Swap "calm water surface" for "still water surface" in the items between the lines holding "Where can the calm" and "<point>38,129</point>", inclusive, and write out only those lines with nothing else changed.
-------------------------
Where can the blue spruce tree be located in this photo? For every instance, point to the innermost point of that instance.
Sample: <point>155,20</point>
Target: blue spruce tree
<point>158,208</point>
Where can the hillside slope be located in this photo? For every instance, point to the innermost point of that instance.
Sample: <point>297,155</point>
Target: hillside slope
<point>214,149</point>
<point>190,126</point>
-------------------------
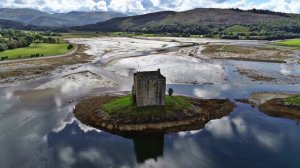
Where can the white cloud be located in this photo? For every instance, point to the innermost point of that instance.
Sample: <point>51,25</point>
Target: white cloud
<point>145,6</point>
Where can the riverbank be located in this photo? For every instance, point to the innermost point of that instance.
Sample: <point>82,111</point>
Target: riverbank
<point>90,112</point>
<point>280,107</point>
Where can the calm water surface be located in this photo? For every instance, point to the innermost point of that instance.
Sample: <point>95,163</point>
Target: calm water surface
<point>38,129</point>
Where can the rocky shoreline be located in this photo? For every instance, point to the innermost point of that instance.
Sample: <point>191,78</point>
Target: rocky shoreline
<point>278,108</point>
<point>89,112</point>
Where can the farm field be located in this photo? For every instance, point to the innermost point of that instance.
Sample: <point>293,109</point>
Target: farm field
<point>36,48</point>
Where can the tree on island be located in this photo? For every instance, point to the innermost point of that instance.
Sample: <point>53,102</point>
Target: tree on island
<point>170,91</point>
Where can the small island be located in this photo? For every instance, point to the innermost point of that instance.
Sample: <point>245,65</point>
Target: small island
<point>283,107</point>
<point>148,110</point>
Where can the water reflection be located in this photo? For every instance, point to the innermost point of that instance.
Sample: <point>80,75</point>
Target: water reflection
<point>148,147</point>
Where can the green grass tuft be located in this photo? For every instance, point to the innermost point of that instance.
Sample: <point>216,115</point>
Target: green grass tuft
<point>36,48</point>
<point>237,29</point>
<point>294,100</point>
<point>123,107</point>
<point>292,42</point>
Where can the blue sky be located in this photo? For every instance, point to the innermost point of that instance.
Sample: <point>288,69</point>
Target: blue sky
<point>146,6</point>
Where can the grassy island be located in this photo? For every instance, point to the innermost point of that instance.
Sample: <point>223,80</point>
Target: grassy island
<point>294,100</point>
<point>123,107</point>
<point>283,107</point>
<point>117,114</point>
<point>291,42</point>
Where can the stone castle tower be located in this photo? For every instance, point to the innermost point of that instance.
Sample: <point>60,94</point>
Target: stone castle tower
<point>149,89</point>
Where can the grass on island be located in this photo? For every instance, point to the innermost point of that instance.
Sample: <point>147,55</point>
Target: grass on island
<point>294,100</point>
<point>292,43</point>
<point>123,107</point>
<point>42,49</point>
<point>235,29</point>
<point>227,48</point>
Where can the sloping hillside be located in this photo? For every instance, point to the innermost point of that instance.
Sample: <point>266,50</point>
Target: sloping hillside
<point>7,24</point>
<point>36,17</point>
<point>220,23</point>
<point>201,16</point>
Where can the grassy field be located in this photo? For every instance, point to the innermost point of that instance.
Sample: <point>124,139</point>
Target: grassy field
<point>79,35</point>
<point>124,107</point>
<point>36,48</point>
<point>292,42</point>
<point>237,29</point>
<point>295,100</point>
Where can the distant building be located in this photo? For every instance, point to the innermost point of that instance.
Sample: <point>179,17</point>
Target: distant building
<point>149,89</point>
-------------------------
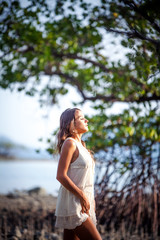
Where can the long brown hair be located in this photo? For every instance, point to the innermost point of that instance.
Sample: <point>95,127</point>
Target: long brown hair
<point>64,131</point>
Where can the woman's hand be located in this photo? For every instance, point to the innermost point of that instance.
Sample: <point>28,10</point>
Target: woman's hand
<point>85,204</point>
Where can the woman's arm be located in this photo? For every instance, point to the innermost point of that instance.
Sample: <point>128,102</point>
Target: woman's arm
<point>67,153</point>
-------------------------
=== FINISHED TASK ===
Where can the still water surface be located in this photo? For every instance, point to the innermost point of that instance.
Sample: <point>95,163</point>
Target: still water surface
<point>38,129</point>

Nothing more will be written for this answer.